Start of RAW DATA

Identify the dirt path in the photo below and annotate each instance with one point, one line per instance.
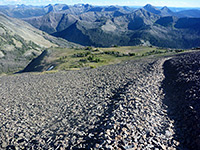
(116, 106)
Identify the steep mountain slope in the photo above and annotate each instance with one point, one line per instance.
(113, 25)
(22, 11)
(193, 13)
(20, 42)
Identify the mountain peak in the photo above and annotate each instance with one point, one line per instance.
(148, 6)
(152, 9)
(165, 8)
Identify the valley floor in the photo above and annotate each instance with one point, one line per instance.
(122, 106)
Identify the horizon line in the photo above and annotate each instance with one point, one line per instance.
(93, 5)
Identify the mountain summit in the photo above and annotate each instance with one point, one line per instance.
(152, 9)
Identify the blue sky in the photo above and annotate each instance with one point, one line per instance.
(171, 3)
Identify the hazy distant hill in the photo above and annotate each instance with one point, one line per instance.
(20, 43)
(113, 25)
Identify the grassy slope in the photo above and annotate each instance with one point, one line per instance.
(73, 59)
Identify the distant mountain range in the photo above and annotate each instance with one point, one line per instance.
(20, 43)
(114, 25)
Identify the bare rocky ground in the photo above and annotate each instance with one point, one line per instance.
(182, 96)
(112, 107)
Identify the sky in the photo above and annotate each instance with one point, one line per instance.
(169, 3)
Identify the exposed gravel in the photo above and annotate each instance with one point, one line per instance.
(117, 106)
(182, 95)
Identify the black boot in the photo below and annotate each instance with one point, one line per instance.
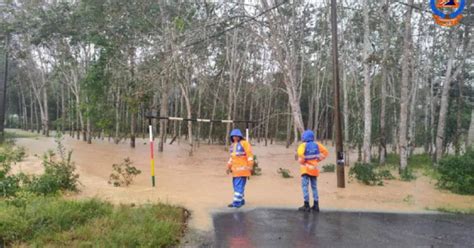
(305, 207)
(315, 207)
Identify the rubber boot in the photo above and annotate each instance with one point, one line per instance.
(305, 207)
(315, 207)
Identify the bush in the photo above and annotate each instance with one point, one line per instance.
(9, 154)
(407, 175)
(123, 173)
(329, 168)
(59, 172)
(365, 173)
(385, 174)
(285, 173)
(59, 175)
(456, 173)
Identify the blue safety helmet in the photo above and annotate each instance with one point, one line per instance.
(307, 136)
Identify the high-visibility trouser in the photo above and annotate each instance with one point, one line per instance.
(239, 190)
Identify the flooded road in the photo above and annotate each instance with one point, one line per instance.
(290, 228)
(200, 184)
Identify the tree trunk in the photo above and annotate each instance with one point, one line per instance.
(117, 116)
(383, 93)
(440, 134)
(189, 116)
(288, 127)
(403, 143)
(367, 96)
(470, 138)
(412, 117)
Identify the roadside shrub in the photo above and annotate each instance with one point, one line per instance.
(9, 154)
(123, 173)
(365, 173)
(285, 173)
(59, 175)
(385, 174)
(407, 174)
(456, 173)
(59, 172)
(329, 168)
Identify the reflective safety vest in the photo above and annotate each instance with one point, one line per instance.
(309, 154)
(241, 159)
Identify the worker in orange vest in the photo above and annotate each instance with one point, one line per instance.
(309, 154)
(240, 164)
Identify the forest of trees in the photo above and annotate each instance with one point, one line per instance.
(94, 69)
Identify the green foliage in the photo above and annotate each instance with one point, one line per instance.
(329, 168)
(51, 221)
(385, 174)
(285, 173)
(123, 173)
(456, 173)
(9, 154)
(32, 216)
(407, 174)
(59, 172)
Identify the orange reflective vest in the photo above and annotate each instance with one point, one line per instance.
(241, 159)
(309, 155)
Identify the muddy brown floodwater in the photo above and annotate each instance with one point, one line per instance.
(200, 184)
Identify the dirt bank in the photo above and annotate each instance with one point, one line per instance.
(200, 184)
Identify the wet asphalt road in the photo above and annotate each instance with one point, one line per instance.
(290, 228)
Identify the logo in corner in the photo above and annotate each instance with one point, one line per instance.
(447, 13)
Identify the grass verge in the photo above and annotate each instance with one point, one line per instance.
(452, 210)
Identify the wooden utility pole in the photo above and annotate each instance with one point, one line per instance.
(337, 108)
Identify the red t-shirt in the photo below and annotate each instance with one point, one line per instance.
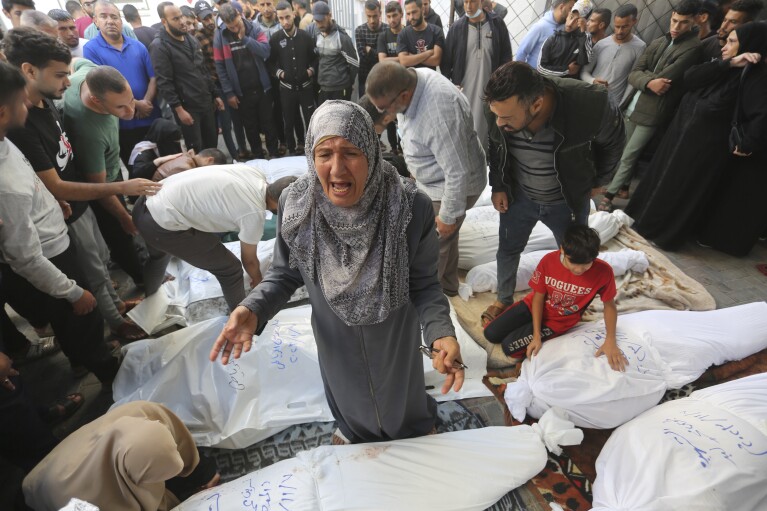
(567, 294)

End of RAW DATA

- TASK DETAILS
Extract, word for word, every line from the one containing "Identify the red" to the end of the data above, both ends included, and leave out the pictures.

- ANSWER SECTION
Identify the red t-shirt in the photo below and annotate each instance with one point, one line per instance.
(567, 294)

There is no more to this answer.